* [PROMPT]
Look through the data below and work out how many lines contain the string "sleeve". Give the number alone.

* [MATERIAL SUPPLIED]
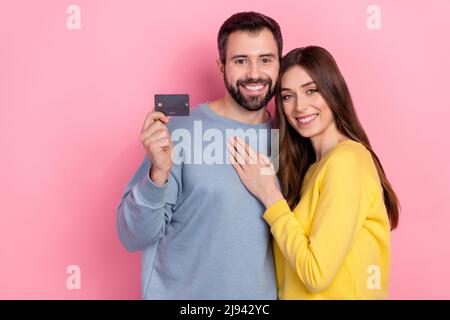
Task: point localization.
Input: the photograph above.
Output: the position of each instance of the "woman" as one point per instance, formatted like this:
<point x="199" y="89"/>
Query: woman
<point x="335" y="243"/>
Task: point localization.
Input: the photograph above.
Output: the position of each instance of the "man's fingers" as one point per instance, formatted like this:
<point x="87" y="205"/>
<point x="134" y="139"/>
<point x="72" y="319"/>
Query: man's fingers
<point x="152" y="117"/>
<point x="153" y="128"/>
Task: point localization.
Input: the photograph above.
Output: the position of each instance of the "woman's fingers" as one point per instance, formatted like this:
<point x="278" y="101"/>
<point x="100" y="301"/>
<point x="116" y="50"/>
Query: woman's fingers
<point x="248" y="150"/>
<point x="238" y="158"/>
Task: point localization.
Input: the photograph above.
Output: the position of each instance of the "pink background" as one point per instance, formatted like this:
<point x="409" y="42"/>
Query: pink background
<point x="72" y="104"/>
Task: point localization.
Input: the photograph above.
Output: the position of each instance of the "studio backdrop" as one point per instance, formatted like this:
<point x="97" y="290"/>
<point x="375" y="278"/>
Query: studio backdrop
<point x="77" y="79"/>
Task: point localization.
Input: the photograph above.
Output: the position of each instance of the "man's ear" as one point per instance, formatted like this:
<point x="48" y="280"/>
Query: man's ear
<point x="221" y="66"/>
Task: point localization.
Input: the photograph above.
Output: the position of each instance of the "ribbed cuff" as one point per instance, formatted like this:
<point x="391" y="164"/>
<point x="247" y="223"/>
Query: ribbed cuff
<point x="275" y="211"/>
<point x="151" y="193"/>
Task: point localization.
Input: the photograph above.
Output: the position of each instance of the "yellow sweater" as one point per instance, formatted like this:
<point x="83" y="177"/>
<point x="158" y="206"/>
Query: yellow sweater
<point x="336" y="242"/>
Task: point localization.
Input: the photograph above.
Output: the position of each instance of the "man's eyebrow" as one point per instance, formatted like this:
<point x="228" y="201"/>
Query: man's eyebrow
<point x="239" y="56"/>
<point x="270" y="55"/>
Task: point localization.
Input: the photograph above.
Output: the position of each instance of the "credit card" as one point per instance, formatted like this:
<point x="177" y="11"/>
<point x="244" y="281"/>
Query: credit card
<point x="172" y="104"/>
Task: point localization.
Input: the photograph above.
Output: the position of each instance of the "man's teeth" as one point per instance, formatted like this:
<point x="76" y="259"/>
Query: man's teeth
<point x="308" y="119"/>
<point x="254" y="88"/>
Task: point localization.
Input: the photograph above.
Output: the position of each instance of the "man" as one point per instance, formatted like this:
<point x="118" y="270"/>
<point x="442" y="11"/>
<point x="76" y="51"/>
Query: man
<point x="200" y="231"/>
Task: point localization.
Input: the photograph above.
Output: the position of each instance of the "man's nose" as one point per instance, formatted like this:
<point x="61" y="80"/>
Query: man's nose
<point x="253" y="71"/>
<point x="300" y="105"/>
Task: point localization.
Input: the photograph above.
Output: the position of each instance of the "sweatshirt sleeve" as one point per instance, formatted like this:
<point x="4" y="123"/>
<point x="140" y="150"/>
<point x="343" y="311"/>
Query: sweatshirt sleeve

* [YOUR SOLUTION]
2